*What you are asked to do*
Copy every line of the records below unchanged, leaving out the pictures.
----- Data for the task -----
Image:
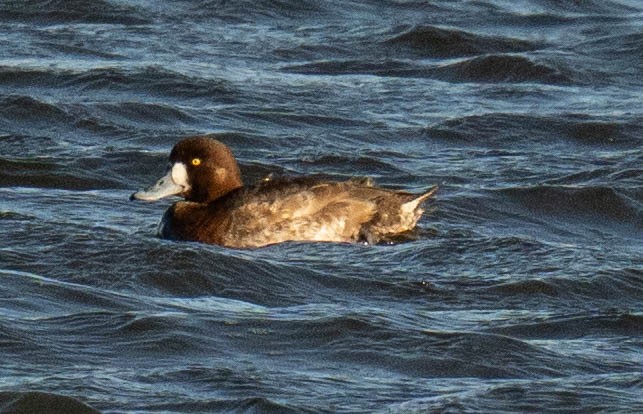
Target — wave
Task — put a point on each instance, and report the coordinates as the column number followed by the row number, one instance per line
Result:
column 485, row 69
column 149, row 80
column 42, row 402
column 71, row 11
column 576, row 327
column 446, row 43
column 596, row 201
column 499, row 128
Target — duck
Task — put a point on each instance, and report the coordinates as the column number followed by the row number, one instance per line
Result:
column 217, row 208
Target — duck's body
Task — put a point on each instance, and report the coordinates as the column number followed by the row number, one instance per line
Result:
column 220, row 210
-----
*Result for this task*
Image:
Target — wave
Task — put a point on each instance, and report the coordinates as the column number followed by the row number, one instance per line
Result:
column 485, row 69
column 149, row 80
column 42, row 402
column 71, row 11
column 576, row 327
column 446, row 43
column 596, row 201
column 499, row 128
Target — duck
Task — put a point on each instance, and report the coordinates as the column number followed by the row number, one instance per line
Result:
column 217, row 208
Target — duck's body
Task — put a point on each instance, and report the coordinates as the column number followed by the row number, one instance per line
Result:
column 220, row 210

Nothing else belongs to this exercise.